Your task
Update the items below by replacing "detector" with "localizer" everywhere it occurs, and leave all other text unchanged.
··· Records to process
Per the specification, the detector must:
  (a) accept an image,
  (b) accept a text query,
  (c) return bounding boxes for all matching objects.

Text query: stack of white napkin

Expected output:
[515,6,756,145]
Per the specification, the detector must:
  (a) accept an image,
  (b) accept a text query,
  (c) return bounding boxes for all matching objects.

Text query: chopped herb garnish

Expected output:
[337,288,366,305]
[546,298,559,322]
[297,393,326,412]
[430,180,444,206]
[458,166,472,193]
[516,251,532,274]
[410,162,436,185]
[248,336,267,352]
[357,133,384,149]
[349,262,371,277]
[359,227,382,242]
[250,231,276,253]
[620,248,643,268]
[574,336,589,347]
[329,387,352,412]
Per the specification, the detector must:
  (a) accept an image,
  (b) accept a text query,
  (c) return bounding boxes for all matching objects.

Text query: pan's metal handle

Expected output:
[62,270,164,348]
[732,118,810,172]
······
Solution
Per the specification, the localizer must:
  (a) accept an image,
  (b) accept a text query,
  (c) return bounding boxes for all matching objects.

Text query: stack of white napkin

Expected output:
[515,6,756,145]
Per the specification, the localizer must:
  (a) accept an image,
  (b) accept a text query,
  (c) return bounding boxes for all matching objects.

Text query: chopped herb garnish

Expected output:
[337,288,366,305]
[546,298,559,322]
[297,393,326,412]
[430,180,444,206]
[458,166,472,193]
[516,251,532,274]
[410,162,436,185]
[248,336,267,352]
[357,133,384,149]
[349,262,371,277]
[359,227,382,242]
[250,231,276,253]
[620,248,643,268]
[574,336,589,347]
[329,387,352,412]
Per the specification, the localizer must:
  (a) accept an image,
  (b) accept a text query,
  (c) return bounding boxes for all matching objects.

Text query: pan's metal handle

Expected output:
[62,270,164,348]
[732,118,810,172]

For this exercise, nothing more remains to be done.